**TASK REQUIREMENTS**
**1.** Decide whether each statement (a), (b) and (c) agrees with the passage about past trauma. Answer yes or no, and quote the words of the passage that decide it.
(a) The article names two ways people deal with past trauma.
(b) The writer's Dad often talked about his military experiences in the Second World War.
(c) The writer says they have never been taken in.
**2.** According to the passage about past trauma, what did the man allow, and what did he refuse to do?
**3.** Carry on the passage about past trauma from its final line, "No mas."

# START OF SOURCE

According to the article, there are two ways people deal with past trauma:

  1. They own it and make sure that no-one else in their lives ever has to suffer the way they did
  2. They want everyone else they come in contact with to know about their trauma and horrible circumstances because it’s not fair that they went through it and others didn’t.

The first way perfectly describes many in my families of birth and of marriage–including my Dad–and their military experiences in the Second World War, which they almost never talked about.

Have I known the second sort of person?  Yes, I have.  Even worse, I have known the sort of person who wants to make sure everyone he comes in contact with knows about his trauma, and who then does his best to inflict various kinds of trauma on those around him, even his family and friends, just to make them suffer as he has had to.

Yes I have.

That’s incredibly unhealthy for all concerned.  And–in the ruined familial and friendship relationships that fall out from it–it’s incredibly sad.  Sometimes, it’s just a friendship–not much invested there. (Perhaps–you be the judge–I might differ.) Sometimes, it’s a job–money, status and, again, friendship and loyalty.  Sometimes, it’s a family.  Wives, daughters, others. All ripped to bits because a man allowed his smallminded vindictiveness to overcome him, and he refused to seek help.

In no case, does it matter a damn to the narcissist, whose overweening need for sycophantic idealization and never-ending adulation knowns no bounds and is unconstrained by its effect on others–those whom the narcissist deems insignificant and whom he has used–falsely–to gin up sympathy for his cause.

Yes.  I’ve been taken in.

No mas.

# END OF SOURCE
# START OF PROVIDED DATA

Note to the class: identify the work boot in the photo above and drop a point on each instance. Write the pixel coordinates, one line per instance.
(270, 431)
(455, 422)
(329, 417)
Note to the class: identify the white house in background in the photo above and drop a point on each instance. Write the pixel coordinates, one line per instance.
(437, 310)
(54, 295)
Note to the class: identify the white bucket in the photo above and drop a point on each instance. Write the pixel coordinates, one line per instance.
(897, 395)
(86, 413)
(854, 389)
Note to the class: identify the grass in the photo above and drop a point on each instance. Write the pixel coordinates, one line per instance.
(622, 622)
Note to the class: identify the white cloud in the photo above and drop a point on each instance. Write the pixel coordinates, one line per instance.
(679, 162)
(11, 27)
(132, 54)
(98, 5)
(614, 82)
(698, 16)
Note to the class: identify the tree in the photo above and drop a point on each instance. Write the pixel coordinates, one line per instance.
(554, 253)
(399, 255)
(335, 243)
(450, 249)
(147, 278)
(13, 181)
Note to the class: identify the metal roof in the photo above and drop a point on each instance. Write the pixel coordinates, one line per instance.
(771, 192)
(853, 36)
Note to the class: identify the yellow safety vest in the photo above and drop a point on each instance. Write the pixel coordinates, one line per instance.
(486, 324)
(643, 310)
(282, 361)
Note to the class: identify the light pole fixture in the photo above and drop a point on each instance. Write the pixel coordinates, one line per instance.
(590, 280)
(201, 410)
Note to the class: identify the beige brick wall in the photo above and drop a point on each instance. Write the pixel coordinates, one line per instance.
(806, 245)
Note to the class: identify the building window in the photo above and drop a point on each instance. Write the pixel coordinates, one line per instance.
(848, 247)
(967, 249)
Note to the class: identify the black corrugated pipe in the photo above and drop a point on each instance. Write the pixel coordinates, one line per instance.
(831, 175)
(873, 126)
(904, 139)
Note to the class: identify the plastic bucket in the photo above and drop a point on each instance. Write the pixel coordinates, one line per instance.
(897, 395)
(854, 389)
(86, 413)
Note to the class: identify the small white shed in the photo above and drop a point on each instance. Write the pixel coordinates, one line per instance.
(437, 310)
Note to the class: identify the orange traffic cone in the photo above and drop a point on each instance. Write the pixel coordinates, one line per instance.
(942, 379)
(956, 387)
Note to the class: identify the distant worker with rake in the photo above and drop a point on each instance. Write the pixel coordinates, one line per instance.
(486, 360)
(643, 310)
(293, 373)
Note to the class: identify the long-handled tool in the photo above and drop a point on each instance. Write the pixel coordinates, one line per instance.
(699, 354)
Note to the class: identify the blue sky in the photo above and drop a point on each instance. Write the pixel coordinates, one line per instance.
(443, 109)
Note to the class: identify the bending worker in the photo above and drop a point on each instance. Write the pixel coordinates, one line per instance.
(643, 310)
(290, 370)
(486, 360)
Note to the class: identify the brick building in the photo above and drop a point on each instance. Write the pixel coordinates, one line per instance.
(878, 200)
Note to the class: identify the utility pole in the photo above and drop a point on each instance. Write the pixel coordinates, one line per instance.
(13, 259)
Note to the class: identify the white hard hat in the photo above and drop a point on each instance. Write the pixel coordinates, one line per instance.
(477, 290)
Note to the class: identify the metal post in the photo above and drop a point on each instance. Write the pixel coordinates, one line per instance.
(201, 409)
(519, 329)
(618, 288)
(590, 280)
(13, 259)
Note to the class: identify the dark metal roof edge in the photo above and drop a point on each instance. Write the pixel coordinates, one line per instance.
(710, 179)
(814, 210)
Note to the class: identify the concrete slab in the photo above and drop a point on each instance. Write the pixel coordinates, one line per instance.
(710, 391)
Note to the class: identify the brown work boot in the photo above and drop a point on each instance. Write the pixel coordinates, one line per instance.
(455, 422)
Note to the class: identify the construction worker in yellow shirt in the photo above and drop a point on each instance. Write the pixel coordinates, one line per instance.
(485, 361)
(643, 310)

# END OF PROVIDED DATA

**SOLVED PROBLEMS**
**1.**
(a) Yes: "there are two ways people deal with past trauma"
(b) No: "which they almost never talked about"
(c) No: "Yes.  I’ve been taken in."

**2.** He allowed his smallminded vindictiveness to overcome him, and he refused to seek help.

**3.**
Lord, I hope and pray that all those in need of help will find it.  And that all those for whom a toadying, ego-inflating, driveling codependency is the worst possible thing (one of the reasons I view Leaving Las Vegas as perhaps the most evil, in its premise, movie that’s ever been screened) will wake up one day–even if they are at an alcohol-dependent, drug-dependent, sex-dependent, ego-driven. self-destructive, rock-bottom– recognize who their real friends have always been, and start to climb their way out of the narcissistic and pernicious little septic tank they’ve been living in for the last many years.  May they find the light.

Do I expect that, at least WRT people of this sort that I know?

No.  I do not.

But, as Mr. Right used to say of himself, in the punchline to an ethnic joke that only he could have told, “I’m too dumb to be a pessimist.”

And so I live in hope.

For them.  Because my life, with all its ups and downs, and joys and sorrow, is one I wouldn’t change.

Don’t doubt me.  I’m fine,  Some of you?  Not so much, I think.

The next move is on you.

Best of luck, dear friends, whoever, and wherever, you are.